INSTRUCCIONES DE TRABAJO:
#1 Según el artículo sobre las noticias falsas, ¿qué porcentaje de los jóvenes de 18 a 29 años admite leer noticias mientras navega en las redes sociales?
#2 Reproduce sin cambios el fragmento del artículo sobre las noticias falsas que comienza con las palabras "Los algoritmos de" y termina con "a reafirmar creencias.".

TEXTO PROPUESTO:
════════════════
Por José Emilio Ortega y Santiago Espósito (*)
Nuestro tiempo parece no acomodarse aún al espacio histórico. Se reiteran rótulos que lo enuncian como distinto a lo que fue, pero no del todo.
Sobresale la utilización de un prefijo: -pos, con pretensión de otorgar un significado renovado -pero transitorio- a conceptos conocidos -y amplios-, como “modernidad” o “verdad”.
No se trata de alcanzar la etapa siguiente sino de atravesar un estadio de confusión. Las dimensiones son volubles, las categorías, lábiles. Y los referentes fungibles rápidamente. Las instituciones que median la sociedad y hacen posible la vigencia de creencias o convicciones compartidas de un sentido de pertenencia e identidad se encuentran muy debilitadas.
Nuestra era, la “digital”, es el resultado de la confluencia de las telecomunicaciones y los sistemas de información. Su principal consecuencia es que ha facilitado y acelerado el acceso a la información. Consumimos novedades de manera constante. El receptor de una noticia puede transformarse en su inmediato emisor, lo que genera una cadena de distribución que determina que esa novedad adquiera un alto grado de credibilidad.
La posibilidad multiplicadora -reenviar, compartir o retuitear- tanto como la posibilidad de editar, genera un escenario complejo, caracterizado como “red”. Y ésta, por su impacto, adquiere la categoría de “social”. Estas tramas, en las que pivotean empresas globales de alta sofisticación tecnológica y capacidad económica, se convirtieron en motores principales de las formas de comunicación del siglo XXI.
En Argentina, según una encuesta de Eugenia Mitchelstein y Pablo Boczkowski, dos tercios de las personas -porcentaje que aumenta a 73% entre los jóvenes de 18 a 29 años- admiten leer noticias mientras navegan en las redes sociales. Como consecuencia, los medios tradicionales han perdido el monopolio de la distribución de las noticias.
Los algoritmos de los buscadores de las redes sociales no son neutrales, ya que trabajan sobre búsquedas anteriores personalizadas con base en preferencias previas, lo que genera un fenómeno denominado “burbuja cognitiva” que tiende a reafirmar creencias.
Surge un caldo de cultivo favorable para las noticias falsas (fake news por su nombre en inglés). Aunque noticias falsas hubo siempre en la historia de la humanidad.
La novedad radica en la facilidad con la cual ahora penetran en la sociedad de la mano de las tecnologías de la información y su carácter masivo.
Auténticas fabricaciones sociales, construidas sobre jirones de realidad y bases emocionales, se focalizan en segmentos de la sociedad que están dispuestos a aceptarlas.
════════════════
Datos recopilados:
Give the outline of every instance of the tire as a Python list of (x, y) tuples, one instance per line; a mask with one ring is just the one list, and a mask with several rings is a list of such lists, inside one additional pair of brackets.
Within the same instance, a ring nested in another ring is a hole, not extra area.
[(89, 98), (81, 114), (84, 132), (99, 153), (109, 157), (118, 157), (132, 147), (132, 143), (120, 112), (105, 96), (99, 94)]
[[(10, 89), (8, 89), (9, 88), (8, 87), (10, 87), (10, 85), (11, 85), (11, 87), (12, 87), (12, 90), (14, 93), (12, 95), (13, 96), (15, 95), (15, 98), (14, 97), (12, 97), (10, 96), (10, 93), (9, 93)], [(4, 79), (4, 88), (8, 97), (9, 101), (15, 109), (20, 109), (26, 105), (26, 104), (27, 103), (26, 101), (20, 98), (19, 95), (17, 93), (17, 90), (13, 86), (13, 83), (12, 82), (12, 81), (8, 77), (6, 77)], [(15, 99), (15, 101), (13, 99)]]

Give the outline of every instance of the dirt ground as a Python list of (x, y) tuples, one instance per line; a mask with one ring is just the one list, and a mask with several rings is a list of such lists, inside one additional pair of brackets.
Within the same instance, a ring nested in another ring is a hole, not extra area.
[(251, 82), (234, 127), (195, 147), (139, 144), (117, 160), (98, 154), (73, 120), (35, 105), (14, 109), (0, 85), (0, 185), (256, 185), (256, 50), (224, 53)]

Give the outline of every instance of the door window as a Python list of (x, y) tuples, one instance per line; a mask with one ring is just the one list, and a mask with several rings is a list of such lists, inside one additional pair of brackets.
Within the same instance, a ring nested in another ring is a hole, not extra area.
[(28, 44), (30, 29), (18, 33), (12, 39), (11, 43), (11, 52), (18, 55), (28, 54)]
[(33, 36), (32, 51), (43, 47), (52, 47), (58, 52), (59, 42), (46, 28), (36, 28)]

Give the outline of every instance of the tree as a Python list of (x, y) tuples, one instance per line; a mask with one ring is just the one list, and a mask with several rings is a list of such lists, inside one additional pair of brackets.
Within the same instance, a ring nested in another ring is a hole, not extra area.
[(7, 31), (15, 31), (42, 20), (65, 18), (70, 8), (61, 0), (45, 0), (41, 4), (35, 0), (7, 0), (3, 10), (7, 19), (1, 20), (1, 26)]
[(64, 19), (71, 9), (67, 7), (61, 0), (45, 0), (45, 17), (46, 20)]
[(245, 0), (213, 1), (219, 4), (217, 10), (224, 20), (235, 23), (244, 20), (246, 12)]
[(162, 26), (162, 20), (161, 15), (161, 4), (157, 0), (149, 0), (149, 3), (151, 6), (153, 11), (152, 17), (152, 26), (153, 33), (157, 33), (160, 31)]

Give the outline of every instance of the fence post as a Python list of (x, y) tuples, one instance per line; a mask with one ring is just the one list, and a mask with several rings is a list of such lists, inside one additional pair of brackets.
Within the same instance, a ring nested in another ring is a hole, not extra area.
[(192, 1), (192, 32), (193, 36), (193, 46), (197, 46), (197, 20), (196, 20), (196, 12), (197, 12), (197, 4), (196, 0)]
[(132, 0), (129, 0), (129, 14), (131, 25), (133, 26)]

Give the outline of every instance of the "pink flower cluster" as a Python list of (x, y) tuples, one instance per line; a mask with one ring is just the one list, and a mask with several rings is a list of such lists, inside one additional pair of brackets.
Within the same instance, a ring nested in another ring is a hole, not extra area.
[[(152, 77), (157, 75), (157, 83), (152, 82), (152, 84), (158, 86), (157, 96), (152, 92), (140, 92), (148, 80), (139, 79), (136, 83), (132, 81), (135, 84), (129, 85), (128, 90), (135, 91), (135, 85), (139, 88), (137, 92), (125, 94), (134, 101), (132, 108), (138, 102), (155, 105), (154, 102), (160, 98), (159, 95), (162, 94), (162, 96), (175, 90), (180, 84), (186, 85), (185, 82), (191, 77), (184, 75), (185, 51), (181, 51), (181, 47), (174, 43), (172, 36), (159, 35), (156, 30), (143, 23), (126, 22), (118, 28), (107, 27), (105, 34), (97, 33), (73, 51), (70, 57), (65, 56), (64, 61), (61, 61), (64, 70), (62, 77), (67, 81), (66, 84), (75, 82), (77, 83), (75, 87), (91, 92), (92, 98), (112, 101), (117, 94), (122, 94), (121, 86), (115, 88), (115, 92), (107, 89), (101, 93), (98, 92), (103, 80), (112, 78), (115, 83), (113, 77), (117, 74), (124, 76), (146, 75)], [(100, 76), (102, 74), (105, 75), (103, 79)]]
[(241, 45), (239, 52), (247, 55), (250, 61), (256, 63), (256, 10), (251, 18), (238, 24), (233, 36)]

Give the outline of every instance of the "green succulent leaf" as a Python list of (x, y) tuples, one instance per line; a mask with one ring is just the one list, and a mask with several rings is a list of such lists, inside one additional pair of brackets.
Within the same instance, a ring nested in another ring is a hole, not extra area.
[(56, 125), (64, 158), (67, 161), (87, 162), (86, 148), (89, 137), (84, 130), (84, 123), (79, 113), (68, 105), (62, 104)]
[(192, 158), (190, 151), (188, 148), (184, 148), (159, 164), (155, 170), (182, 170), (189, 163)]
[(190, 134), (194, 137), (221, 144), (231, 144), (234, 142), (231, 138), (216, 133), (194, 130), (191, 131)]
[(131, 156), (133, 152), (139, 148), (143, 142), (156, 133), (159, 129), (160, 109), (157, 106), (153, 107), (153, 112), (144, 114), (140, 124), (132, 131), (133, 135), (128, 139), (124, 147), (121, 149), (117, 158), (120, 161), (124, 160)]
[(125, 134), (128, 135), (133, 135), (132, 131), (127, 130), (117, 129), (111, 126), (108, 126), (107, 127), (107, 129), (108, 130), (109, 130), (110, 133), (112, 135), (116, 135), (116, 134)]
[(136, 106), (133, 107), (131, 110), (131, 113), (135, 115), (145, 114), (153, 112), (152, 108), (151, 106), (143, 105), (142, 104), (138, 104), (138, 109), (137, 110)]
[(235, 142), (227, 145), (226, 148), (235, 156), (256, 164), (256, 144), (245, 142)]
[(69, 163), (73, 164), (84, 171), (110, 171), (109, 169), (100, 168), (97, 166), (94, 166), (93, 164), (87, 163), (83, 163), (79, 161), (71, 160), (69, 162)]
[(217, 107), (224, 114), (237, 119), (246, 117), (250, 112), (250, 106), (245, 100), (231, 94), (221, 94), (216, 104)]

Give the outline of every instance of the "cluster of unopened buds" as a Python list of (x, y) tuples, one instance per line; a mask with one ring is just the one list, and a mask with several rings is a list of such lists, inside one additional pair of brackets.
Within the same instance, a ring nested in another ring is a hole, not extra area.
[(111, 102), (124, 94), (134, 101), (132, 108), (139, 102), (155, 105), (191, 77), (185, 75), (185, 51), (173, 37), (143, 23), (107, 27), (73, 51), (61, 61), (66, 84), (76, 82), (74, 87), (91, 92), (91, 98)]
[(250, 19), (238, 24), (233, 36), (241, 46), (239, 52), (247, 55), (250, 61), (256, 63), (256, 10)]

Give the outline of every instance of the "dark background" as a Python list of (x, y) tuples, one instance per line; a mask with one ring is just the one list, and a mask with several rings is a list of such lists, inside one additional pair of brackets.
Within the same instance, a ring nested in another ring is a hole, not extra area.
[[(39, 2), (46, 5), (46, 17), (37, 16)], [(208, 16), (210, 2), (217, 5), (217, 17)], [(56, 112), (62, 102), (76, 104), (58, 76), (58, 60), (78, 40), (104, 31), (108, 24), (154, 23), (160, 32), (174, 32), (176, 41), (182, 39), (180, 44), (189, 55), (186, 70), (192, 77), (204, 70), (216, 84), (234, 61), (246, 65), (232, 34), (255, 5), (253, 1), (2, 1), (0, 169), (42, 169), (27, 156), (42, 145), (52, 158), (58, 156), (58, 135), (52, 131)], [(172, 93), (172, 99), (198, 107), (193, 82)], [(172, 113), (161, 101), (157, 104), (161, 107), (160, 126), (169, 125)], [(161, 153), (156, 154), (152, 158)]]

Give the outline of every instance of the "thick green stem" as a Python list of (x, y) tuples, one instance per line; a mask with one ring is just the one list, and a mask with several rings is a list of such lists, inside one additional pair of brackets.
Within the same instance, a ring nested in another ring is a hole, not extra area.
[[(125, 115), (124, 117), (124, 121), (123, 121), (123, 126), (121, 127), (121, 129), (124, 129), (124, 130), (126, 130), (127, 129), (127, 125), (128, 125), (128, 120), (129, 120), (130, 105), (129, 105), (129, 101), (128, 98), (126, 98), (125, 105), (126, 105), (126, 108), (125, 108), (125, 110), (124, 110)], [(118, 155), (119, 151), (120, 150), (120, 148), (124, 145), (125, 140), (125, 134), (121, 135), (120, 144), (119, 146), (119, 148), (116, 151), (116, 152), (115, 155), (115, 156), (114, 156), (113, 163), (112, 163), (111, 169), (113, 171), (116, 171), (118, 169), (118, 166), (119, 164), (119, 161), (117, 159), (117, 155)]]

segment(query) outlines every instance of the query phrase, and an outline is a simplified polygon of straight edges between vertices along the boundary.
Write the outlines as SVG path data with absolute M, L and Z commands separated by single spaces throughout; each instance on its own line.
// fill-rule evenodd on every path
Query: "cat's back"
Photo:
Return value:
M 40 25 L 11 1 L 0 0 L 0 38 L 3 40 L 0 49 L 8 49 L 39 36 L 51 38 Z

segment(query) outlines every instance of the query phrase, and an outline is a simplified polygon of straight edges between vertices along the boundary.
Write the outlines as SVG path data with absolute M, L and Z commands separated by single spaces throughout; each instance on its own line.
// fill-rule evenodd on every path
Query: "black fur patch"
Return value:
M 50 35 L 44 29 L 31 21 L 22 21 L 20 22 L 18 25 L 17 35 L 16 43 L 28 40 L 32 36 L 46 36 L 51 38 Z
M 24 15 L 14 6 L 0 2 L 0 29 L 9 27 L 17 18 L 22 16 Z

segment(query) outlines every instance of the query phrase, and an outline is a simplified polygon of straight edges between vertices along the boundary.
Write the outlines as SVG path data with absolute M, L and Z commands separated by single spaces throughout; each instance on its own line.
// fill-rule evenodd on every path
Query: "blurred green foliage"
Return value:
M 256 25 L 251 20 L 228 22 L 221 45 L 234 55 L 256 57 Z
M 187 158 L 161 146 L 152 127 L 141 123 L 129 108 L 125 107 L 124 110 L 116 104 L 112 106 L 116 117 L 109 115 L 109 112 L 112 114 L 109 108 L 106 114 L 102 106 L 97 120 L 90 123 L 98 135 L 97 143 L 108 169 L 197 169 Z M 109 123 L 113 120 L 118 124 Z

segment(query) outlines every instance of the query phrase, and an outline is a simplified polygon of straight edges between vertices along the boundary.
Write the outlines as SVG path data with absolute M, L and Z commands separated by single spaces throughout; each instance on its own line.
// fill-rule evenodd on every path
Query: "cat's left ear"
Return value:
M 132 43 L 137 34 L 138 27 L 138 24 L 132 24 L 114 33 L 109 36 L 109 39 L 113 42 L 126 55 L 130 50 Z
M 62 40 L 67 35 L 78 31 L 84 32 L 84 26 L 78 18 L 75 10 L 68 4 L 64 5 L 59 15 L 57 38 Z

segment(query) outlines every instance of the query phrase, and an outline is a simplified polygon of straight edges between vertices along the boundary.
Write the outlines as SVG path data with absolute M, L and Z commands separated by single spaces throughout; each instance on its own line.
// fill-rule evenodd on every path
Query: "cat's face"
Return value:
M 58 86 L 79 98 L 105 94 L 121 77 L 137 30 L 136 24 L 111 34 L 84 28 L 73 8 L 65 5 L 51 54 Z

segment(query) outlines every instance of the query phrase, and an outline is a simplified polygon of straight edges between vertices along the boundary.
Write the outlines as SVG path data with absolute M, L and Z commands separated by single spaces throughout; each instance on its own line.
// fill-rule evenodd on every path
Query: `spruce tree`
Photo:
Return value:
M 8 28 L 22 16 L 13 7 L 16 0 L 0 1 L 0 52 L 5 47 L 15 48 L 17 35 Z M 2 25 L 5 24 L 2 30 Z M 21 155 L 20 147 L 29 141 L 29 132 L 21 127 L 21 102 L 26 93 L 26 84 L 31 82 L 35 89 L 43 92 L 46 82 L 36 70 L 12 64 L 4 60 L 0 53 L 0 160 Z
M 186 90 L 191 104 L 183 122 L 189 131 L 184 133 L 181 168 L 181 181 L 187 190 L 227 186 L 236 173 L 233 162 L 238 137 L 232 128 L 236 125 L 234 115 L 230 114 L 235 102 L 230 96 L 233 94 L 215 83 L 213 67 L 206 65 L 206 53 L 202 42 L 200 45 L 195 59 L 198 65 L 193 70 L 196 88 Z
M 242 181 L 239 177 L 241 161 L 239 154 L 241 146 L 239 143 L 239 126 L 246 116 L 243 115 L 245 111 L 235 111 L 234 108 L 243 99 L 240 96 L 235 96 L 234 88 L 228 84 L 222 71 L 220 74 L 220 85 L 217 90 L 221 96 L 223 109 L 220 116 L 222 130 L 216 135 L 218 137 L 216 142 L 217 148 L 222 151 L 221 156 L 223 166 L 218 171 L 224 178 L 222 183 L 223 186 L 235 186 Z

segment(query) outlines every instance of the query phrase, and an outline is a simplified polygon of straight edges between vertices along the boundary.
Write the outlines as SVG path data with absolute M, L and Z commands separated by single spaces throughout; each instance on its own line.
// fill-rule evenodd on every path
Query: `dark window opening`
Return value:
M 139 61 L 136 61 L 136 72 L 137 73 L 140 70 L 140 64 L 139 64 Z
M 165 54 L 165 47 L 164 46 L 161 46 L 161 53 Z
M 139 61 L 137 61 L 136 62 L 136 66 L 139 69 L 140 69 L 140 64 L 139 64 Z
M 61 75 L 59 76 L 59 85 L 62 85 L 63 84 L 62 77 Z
════════════════
RESULTADOS DEL EJERCICIO:
#1 El 73%.

#2
Los algoritmos de los buscadores de las redes sociales no son neutrales, ya que trabajan sobre búsquedas anteriores personalizadas con base en preferencias previas, lo que genera un fenómeno denominado “burbuja cognitiva” que tiende a reafirmar creencias.